» **DOCUMENT SEGMENT**:
——
# What fish to go in a 8 gallon?



## tut_blimey (Jan 4, 2012)

found a 8 gallon tank for £5, i got it set up with 50w heater, black gravel, filter, and some drift wood, but im not sure what fish to go in it!, some java moss is on its way, so ill probably tie that to the drift wood. i was thinking about some neons, but im not sure. any suggestions on which fish would do ok?:fish9::fish9::fish9:


----------



## Kehy (Apr 19, 2011)

lol I would go with shrimp. Cherry reds and crystal reds look really nice and you could have a TON in a tank like that. Seriously, probably over 50 easy! They breed like rabbits too, so you could sell the babies. 
Betta would work, so would the neons...I'm not sure about the numbers though, I'm guessing 5 would be about right.


----------



## tut_blimey (Jan 4, 2012)

Ok cool, do you think the shrimps could go with the neons? What type of conditions would the shrimp breed in? How much do you reckon the baby shrimp would sell for, really appriciate you help


----------



## Summer (Oct 3, 2011)

Yes in a tank that size a small school of neons, or shrimp or a betta are good options. Not sure about neons existing with shrimp,but as small as they are they might be alright.


----------



## Kehy (Apr 19, 2011)

baby shrimp are actually one of the main foods for small fish in the wild, so you'd be providing a delightful snack for your neons if you did that. A bit of an expensive snack though


----------



## Alasse (Mar 12, 2009)

I have a betta, 2 female guppies and cherry shrimp coexisting in a 7.4gal tank. Cherries are breeding like bunnies!


----------



## snail (Aug 6, 2010)

This is for a 10 gallon but lots of the fish would probably work in an 8 gallon too:
http://www.aquariumforum.com/f2/stocking-10-gallon-tank-11742.html


----------
——
» **EXERCISE DIRECTIONS**:
Write out, word for word, the stretch of the 8-gallon tank thread above from "## Summer (Oct" through "might be alright.".
——
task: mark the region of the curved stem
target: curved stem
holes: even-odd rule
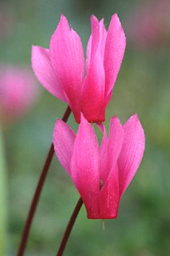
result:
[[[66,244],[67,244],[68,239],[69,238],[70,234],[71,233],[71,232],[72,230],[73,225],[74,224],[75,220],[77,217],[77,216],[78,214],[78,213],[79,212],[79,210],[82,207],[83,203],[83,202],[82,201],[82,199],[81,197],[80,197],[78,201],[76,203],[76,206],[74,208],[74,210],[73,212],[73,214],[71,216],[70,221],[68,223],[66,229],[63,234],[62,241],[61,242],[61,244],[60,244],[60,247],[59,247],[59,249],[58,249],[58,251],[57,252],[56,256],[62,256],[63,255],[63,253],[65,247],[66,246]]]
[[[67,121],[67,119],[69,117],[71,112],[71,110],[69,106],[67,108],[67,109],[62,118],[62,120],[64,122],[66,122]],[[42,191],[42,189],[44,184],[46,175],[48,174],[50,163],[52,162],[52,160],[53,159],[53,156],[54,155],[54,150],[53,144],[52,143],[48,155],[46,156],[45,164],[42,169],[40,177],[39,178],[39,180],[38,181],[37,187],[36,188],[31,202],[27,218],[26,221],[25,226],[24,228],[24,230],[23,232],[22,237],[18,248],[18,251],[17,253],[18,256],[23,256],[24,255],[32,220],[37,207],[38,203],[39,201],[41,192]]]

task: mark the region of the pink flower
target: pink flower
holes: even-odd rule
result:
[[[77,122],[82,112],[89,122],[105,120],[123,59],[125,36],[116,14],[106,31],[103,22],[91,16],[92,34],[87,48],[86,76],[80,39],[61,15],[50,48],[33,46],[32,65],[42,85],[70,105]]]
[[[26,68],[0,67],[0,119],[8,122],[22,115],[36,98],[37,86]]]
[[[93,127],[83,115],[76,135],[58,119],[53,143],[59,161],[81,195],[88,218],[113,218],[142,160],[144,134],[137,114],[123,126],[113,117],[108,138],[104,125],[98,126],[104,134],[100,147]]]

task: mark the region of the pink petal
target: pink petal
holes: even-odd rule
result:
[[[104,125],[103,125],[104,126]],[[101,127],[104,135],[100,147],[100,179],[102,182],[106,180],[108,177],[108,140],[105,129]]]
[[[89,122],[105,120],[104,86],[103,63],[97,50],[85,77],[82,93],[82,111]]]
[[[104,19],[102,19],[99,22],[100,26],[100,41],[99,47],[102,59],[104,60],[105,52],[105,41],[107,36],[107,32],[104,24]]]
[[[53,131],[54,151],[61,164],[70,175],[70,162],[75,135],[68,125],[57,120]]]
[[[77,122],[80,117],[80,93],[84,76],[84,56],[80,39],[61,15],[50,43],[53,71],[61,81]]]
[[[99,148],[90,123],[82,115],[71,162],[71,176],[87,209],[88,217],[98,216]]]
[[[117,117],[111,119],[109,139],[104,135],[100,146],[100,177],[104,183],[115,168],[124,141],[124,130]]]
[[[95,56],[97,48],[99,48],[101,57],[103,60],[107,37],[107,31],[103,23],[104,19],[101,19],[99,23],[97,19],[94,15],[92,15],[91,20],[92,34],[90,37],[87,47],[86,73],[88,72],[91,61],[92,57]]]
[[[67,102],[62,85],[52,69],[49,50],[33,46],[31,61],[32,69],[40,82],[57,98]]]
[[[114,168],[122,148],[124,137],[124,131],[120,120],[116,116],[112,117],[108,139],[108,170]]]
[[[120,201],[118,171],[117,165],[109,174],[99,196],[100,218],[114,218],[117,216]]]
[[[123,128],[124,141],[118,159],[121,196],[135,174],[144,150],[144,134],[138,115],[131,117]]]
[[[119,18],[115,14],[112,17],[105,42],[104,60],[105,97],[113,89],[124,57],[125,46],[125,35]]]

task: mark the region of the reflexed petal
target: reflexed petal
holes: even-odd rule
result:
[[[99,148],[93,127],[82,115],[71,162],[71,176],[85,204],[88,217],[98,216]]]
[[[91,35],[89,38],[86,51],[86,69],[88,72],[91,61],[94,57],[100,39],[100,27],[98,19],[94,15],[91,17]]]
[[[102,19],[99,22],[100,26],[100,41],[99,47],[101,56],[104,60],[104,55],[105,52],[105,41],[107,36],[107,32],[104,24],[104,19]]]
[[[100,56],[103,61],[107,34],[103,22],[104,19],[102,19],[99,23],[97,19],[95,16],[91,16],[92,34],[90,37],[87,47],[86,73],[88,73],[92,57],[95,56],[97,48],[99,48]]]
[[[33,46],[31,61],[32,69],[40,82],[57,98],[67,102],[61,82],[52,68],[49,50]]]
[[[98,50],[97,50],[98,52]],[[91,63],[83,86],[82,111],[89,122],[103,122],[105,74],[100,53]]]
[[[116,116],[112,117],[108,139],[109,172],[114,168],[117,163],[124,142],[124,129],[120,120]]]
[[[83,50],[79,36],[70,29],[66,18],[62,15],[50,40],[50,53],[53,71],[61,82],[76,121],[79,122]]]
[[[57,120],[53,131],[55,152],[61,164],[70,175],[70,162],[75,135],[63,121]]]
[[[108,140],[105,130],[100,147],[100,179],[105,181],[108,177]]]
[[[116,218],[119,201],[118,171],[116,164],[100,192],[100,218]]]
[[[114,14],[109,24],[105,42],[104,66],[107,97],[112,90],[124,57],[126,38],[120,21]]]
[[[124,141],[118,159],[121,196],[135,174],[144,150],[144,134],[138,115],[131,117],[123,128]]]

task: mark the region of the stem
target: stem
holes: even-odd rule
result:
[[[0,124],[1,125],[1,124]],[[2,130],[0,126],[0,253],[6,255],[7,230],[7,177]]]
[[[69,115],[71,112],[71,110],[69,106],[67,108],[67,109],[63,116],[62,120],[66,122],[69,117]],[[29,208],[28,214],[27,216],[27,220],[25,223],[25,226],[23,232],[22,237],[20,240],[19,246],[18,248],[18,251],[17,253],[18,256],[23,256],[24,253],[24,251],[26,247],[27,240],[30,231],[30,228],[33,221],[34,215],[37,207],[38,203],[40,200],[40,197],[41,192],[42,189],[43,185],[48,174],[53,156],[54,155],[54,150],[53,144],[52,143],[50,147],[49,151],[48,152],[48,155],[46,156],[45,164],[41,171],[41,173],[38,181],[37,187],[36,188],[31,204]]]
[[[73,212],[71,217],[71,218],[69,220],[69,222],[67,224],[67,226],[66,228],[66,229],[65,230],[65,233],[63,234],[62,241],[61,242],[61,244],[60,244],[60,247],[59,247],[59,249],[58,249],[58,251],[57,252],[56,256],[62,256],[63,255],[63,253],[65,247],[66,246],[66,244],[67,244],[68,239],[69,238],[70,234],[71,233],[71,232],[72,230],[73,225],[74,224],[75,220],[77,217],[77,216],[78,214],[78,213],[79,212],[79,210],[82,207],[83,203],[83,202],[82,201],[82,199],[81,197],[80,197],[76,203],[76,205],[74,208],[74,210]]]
——
» **FINAL ANSWER**:
## Summer (Oct 3, 2011)

Yes in a tank that size a small school of neons, or shrimp or a betta are good options. Not sure about neons existing with shrimp,but as small as they are they might be alright.